A friend of mine once told me that if every country in the world had nuclear weapons, it would mean world peace. The logic being that no one would attack anyone else for fear of being attacked themselves and starting a worldwide nuclear holocaust. He could not have been more wrong. Such a state of affairs would only create a need and a desire among countries to create something even more horrific and destructive. The very existence of nuclear weapons is a testament to this. Their existence stems from a fear that at some point exists within every person, a fear of other people, a fear that all must overcome.
Whenever I think of weapons of mass destruction, I think of a story I heard long ago of a man who saw his reflection in a mirror and then saw his own reflection step out of the mirror. The first time I heard this I thought that perhaps the man was having a bad "acid trip" or some other strange drug-induced experience. But the story is really quite interesting. The man proceeded to look at his reflection and tried to raise his hand up to touch it, but when he did, the reflection also raised its hand, which startled the man and so he pushed the reflection back, and his reflection did the same. He began to feel threatened and so decided to do away with this reflection which was apparently from another world and was obviously not him. He began to think about what could happen if this reflection, which obviously had violent tendencies, went after his wife or his friends, pretending to be him. He hit the reflection, and the reflection hit him back. He kicked the reflection and the reflection kicked him back. The harder he fought, the harder his reflection fought, until he finally became tired of fighting, and his reflection did the same. When he gathered enough strength to stand he saw that his reflection was truly only a reflection, and it was only doing as he was doing. He walked away from it, and it walked away from him. And so the story ended. I actually think it should be added to the story that if the man had turned to embrace his reflection, his reflection would have done the same.

**STATED TASK**
Please write the next paragraph of the essay on nuclear weapons and fear, following on from its last sentence.

**GIVEN RECORDS**
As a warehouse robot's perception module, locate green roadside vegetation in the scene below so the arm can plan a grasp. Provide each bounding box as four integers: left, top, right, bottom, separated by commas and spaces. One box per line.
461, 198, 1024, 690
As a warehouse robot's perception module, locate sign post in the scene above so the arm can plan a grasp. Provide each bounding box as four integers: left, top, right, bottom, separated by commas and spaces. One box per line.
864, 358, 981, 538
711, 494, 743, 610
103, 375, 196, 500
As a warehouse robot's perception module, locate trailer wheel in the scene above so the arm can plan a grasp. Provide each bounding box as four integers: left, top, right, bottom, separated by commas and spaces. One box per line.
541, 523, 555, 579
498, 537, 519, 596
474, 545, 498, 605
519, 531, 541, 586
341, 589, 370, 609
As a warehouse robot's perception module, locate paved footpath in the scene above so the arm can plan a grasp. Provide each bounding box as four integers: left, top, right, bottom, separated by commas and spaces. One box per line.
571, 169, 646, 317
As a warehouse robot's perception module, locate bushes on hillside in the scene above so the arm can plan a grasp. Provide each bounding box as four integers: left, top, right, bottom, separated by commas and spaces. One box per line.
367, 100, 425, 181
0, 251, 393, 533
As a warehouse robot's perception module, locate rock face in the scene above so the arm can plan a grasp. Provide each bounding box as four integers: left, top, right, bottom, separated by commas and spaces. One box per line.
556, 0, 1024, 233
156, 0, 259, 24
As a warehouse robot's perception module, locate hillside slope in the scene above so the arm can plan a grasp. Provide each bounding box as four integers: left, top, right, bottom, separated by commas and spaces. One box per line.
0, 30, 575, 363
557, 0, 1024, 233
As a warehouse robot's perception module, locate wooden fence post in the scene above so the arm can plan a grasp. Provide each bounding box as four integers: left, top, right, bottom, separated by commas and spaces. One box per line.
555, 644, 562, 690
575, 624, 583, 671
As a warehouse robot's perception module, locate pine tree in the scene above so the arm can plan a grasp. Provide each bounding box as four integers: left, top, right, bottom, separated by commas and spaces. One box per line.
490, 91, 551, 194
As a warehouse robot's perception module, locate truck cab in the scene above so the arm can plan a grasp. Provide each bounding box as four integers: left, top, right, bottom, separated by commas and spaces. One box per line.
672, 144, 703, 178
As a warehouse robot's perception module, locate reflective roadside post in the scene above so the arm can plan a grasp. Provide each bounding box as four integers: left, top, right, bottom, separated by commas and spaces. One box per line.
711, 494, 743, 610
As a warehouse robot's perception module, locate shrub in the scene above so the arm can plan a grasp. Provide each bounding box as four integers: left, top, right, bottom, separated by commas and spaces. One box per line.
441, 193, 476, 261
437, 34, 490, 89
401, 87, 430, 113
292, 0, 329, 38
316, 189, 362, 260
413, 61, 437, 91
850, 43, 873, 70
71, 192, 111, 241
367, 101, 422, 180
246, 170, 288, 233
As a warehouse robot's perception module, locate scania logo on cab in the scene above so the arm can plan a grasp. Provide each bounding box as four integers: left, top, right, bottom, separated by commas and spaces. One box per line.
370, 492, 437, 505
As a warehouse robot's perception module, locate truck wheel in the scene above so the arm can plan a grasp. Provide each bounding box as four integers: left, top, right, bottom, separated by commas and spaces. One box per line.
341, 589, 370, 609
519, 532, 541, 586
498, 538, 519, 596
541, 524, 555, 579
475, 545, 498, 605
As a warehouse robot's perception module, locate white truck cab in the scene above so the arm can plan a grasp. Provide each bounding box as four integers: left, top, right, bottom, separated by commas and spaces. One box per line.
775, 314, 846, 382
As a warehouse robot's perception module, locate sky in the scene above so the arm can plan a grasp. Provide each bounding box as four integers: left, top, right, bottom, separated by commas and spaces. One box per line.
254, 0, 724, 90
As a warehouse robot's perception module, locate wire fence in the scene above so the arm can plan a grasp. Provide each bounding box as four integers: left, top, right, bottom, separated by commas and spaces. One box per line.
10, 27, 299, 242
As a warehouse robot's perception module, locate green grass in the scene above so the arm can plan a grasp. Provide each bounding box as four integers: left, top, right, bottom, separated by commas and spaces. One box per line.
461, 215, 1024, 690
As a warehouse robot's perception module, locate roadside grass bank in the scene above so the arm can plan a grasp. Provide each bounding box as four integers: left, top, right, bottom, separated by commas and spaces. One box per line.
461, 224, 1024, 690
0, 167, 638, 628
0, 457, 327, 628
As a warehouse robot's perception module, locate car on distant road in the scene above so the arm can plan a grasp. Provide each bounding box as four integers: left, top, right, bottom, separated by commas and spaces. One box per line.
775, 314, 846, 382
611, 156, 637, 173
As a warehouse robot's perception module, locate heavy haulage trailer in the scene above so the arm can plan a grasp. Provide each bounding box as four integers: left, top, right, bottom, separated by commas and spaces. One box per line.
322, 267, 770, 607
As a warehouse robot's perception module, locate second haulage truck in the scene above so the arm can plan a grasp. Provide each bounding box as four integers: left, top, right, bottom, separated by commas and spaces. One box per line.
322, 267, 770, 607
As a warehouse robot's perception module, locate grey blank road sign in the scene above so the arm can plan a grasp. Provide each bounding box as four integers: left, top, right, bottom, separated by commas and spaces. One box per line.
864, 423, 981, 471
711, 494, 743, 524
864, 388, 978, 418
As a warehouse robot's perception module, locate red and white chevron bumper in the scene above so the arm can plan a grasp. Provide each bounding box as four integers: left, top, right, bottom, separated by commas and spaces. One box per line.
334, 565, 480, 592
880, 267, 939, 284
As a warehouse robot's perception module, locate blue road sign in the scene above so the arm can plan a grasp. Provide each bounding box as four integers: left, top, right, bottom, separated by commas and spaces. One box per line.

**RESULT BELOW**
In a sense, this is the story of mankind. We are all surrounded by people who are so much like us, they are almost like reflections. Sometimes we are afraid of them because we know they have the ability to hurt us as we know we that we have the ability to hurt them. This drives some to want to destroy others before they are destroyed themselves. After all, befriending someone is sometimes more difficult than destroying them. Death is certain, with life comes many risks. Attempt to befriend someone, leave yourself vulnerable and there is always the risk that they will attempt to destroy you. Destroy them and that risk is gone. But it is these risks, and the challenges of befriending others that make life wonderful. Fighting rarely leads to the elimination of an enemy but only yields more fighting. When we fight others, they fight back harder. When our people kill theirs, they kill ours. When we develop weapons, they strive to develop bigger, better and more sophisticated ones. We have gone from stones, to swords, to guns, to bombs, to bigger bombs, to nuclear bombs. When we raise the pot, someone raises it higher, until there is so much at stake that we cannot afford to lose, and so we keep raising it higher ourselves. All of this because we are afraid of our own reflections, because we don’t want to risk attempting to embrace our reflections. Such a pattern is what lead to the development of weapons of mass destruction. A weapon that can destroy enemies with little effort is certainly valuable to someone who wants certainty and does not want to risk anything. With such a weapon, enemies could be completely exterminated, or so its creators might have thought.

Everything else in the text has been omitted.